ABOUT THIS TASK: Go through the listing below and return each line that includes "distant".

SUPPLIED INFORMATION:
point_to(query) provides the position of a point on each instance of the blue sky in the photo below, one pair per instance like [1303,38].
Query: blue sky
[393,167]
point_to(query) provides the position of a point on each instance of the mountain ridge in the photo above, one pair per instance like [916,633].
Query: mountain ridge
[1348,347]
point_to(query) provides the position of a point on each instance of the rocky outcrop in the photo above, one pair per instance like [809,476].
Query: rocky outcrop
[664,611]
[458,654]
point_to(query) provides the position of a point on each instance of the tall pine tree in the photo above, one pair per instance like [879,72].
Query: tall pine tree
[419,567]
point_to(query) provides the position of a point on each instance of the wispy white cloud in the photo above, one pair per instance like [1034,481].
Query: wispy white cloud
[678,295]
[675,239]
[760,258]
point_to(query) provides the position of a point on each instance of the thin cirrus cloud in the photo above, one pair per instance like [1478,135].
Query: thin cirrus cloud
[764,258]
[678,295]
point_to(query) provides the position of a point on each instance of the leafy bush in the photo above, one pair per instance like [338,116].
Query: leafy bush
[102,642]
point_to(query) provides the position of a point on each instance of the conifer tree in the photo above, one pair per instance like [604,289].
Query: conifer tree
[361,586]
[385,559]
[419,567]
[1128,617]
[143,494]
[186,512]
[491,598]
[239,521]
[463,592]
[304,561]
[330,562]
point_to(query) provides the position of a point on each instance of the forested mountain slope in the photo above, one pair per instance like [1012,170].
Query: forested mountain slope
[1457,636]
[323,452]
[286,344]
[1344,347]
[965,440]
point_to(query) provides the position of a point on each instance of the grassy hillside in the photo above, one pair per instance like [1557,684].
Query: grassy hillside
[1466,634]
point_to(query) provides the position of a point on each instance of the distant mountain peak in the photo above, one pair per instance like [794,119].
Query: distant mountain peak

OUTPUT OF THE TASK:
point_to(query) provides the position of a point on each instance of the distant mountain peak in the photo above, one pair per instance like [794,119].
Query: distant mountain peak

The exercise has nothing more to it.